Set task: Retype exactly the stretch of lines that begins at the line containing "Would you please place a dot on the yellow" and ends at the last line of the data, with no other lines.

Material to process:

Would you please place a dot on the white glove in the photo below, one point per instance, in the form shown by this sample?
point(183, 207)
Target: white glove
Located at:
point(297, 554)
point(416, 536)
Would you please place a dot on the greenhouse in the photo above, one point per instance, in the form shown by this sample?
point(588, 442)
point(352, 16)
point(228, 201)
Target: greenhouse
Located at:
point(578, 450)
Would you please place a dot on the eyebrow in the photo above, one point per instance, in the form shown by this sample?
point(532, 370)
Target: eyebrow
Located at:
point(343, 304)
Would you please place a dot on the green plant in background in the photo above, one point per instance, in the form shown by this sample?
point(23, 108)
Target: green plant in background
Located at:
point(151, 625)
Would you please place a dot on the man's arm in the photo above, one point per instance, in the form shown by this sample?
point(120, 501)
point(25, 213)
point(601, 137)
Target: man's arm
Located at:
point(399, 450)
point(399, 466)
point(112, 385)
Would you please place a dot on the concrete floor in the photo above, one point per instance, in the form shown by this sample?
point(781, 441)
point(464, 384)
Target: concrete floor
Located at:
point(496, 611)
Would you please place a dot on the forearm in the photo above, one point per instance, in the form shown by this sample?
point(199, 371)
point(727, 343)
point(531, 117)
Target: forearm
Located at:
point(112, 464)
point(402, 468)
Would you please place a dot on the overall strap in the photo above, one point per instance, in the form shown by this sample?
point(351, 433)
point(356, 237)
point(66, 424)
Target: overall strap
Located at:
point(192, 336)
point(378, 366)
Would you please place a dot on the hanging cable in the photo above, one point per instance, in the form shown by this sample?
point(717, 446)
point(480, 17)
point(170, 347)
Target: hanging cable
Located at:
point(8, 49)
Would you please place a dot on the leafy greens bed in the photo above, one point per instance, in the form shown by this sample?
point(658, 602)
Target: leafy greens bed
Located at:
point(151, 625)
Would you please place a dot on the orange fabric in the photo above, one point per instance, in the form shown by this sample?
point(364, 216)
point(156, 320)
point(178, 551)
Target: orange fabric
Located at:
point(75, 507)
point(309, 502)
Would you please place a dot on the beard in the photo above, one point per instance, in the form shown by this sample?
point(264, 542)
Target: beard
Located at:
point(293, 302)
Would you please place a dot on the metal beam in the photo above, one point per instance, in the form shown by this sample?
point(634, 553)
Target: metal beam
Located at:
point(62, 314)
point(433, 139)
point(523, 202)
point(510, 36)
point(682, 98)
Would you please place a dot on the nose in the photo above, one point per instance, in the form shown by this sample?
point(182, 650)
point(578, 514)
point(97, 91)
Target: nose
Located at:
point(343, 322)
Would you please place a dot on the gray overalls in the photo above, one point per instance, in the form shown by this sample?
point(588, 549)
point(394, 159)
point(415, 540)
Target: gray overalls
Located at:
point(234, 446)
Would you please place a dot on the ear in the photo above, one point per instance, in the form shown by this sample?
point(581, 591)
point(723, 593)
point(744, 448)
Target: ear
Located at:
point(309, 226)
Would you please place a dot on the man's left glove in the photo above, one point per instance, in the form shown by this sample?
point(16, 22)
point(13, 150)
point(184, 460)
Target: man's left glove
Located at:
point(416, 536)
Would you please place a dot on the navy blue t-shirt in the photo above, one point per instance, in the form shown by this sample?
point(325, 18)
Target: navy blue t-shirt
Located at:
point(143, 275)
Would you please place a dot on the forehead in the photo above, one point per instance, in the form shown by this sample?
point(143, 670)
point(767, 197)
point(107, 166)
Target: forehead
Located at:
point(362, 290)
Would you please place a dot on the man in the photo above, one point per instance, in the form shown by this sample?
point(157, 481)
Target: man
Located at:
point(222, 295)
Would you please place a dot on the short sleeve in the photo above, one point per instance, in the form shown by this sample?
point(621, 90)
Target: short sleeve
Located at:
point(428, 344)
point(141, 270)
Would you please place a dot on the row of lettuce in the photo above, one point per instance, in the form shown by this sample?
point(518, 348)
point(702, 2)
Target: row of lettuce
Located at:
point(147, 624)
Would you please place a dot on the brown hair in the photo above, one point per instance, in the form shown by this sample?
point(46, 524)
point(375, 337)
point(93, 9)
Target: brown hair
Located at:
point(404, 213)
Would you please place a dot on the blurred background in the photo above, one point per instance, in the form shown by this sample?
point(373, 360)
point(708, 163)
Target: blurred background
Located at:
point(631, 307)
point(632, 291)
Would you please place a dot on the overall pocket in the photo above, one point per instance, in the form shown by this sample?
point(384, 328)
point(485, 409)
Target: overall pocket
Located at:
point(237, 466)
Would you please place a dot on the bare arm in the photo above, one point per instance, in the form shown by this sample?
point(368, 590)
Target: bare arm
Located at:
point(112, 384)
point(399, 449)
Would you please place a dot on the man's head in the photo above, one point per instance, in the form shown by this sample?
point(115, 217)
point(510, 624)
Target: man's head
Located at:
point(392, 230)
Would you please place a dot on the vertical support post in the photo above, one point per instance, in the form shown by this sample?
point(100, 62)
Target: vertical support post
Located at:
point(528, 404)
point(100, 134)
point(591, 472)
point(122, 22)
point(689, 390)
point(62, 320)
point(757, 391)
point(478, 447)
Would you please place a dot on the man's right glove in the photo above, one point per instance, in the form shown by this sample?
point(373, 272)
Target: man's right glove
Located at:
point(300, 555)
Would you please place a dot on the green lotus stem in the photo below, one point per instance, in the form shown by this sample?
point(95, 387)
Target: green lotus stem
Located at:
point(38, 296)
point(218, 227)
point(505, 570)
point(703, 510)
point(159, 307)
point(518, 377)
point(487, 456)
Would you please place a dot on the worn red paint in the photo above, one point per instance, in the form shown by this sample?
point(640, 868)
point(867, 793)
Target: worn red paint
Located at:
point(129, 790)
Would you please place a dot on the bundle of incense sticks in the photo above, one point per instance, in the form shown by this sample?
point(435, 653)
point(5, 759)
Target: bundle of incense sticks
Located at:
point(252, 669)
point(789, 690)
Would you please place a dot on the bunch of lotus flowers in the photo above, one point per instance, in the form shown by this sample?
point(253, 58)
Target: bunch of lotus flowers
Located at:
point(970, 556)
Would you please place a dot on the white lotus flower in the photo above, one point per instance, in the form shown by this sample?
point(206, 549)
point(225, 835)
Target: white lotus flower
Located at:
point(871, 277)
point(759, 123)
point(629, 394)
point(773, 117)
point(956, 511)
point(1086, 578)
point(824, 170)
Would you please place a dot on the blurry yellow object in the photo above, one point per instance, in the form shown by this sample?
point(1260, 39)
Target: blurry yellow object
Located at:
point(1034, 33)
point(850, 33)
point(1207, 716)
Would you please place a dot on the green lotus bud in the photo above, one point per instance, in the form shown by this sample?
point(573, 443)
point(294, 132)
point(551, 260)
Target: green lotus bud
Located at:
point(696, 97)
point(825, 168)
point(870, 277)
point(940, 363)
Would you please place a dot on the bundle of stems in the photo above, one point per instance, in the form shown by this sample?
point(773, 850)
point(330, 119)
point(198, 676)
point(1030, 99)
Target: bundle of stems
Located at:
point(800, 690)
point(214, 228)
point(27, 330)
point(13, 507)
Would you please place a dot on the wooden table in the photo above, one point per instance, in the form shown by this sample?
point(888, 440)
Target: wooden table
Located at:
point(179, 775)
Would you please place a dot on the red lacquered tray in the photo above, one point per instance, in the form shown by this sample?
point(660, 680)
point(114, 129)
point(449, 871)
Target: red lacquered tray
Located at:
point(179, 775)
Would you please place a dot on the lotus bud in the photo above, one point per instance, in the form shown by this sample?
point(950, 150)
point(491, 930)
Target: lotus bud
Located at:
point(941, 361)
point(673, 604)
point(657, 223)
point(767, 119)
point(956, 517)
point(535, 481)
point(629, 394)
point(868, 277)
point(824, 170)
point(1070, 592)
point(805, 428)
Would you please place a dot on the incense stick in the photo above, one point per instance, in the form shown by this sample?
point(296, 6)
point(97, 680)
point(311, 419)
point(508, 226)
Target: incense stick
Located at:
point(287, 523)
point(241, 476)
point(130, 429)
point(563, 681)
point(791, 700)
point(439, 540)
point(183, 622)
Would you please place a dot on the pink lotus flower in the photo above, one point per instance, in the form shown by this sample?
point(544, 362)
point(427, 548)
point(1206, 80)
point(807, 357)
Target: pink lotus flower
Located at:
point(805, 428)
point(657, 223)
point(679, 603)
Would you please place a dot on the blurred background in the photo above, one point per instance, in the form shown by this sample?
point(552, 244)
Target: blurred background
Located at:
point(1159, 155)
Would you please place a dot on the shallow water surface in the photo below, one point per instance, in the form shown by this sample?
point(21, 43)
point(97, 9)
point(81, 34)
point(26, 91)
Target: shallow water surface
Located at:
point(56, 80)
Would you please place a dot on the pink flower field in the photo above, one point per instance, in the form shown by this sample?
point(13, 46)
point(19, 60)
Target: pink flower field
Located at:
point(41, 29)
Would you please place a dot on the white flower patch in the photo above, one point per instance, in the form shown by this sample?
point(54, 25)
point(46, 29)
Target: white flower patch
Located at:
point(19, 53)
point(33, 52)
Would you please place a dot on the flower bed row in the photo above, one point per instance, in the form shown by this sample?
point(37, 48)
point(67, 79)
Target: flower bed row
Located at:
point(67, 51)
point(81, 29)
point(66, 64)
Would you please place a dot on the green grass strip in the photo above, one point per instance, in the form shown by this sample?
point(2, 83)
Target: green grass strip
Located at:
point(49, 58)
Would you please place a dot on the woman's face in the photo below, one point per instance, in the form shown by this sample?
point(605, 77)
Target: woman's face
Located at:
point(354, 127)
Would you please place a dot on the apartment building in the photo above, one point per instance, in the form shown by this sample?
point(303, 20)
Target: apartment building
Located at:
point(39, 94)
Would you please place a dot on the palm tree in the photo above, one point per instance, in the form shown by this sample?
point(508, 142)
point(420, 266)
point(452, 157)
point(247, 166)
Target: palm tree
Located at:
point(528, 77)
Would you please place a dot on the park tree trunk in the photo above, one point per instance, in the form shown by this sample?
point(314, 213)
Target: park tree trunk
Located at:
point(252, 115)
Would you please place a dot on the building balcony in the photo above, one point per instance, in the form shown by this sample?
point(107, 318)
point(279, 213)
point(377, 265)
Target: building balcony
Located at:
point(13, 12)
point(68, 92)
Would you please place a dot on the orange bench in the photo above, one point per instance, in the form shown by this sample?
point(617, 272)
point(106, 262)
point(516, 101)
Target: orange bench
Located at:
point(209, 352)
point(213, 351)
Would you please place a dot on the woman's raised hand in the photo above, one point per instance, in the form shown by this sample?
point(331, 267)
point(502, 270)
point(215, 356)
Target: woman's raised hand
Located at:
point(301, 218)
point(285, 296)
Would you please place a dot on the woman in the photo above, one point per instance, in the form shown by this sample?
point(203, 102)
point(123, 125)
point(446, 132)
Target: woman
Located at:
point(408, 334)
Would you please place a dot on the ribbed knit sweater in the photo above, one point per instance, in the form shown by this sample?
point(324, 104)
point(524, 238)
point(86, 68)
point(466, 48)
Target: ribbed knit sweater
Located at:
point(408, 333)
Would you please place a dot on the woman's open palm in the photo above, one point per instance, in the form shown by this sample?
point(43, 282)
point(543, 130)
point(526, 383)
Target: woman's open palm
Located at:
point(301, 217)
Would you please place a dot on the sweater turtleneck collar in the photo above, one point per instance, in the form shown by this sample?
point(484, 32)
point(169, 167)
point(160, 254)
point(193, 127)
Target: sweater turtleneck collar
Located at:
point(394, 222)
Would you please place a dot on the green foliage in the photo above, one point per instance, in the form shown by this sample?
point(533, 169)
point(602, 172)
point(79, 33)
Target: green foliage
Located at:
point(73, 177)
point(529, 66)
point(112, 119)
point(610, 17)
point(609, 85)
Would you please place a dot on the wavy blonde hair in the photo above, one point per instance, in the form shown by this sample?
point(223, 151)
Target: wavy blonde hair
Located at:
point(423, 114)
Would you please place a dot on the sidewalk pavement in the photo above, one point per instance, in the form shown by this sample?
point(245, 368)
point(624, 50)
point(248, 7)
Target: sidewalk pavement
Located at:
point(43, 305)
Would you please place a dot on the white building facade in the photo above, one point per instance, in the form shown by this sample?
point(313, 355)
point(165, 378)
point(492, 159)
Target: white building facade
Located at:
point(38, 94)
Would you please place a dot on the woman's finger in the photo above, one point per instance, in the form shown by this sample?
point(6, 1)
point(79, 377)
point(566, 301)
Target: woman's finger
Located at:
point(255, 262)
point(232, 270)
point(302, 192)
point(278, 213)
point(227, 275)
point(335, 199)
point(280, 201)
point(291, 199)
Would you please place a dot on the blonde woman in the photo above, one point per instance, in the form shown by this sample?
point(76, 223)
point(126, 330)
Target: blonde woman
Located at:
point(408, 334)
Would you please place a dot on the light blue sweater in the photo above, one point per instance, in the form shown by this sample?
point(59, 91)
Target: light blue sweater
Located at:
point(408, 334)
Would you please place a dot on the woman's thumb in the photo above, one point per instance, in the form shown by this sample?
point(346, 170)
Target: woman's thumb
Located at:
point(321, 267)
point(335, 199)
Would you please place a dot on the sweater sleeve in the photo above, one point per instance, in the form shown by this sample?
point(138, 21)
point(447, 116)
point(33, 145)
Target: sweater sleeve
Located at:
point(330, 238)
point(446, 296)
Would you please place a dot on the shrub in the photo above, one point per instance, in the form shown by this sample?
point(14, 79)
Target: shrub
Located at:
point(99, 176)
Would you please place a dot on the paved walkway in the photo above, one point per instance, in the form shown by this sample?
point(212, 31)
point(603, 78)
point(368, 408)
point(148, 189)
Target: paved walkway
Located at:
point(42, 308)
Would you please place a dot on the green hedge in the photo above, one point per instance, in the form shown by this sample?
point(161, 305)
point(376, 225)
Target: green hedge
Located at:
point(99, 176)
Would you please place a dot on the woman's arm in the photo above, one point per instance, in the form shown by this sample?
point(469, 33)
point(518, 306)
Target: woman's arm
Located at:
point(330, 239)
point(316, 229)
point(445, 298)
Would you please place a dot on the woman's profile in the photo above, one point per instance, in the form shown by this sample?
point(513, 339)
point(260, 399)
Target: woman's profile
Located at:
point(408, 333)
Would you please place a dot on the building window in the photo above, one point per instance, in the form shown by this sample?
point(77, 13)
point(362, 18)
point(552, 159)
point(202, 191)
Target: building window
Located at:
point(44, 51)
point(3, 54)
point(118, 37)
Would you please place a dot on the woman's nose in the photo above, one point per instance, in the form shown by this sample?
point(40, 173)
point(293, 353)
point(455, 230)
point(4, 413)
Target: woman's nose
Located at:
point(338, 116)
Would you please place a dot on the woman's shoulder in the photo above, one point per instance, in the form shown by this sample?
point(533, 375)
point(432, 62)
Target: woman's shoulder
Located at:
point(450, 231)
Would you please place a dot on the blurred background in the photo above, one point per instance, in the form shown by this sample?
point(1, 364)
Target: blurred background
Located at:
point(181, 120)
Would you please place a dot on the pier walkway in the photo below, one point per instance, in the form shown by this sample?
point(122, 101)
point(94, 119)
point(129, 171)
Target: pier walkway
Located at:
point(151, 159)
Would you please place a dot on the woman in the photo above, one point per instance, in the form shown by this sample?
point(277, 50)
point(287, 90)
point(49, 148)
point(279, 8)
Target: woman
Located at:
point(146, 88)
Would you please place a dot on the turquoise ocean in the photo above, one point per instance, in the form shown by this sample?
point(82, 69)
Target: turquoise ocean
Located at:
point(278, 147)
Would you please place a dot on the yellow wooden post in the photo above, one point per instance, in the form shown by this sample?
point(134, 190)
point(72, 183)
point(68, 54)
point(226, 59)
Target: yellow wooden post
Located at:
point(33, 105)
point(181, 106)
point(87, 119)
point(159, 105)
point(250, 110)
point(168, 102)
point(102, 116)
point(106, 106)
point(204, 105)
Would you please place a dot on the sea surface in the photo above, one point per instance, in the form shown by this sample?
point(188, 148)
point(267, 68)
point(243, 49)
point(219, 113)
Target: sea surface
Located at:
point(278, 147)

Written response:
Would you please place a dot on the yellow wooden post in the photo above, one point per instance, in the form shown by this sample?
point(134, 190)
point(72, 183)
point(68, 54)
point(226, 59)
Target: yellow wooden post
Located at:
point(33, 105)
point(181, 106)
point(87, 119)
point(159, 105)
point(250, 110)
point(168, 102)
point(102, 116)
point(106, 106)
point(204, 105)
Would you please place a dot on the sea surface in the photo above, one point per instance, in the form shown by this sample?
point(188, 148)
point(267, 68)
point(243, 49)
point(219, 113)
Target: sea surface
Located at:
point(278, 147)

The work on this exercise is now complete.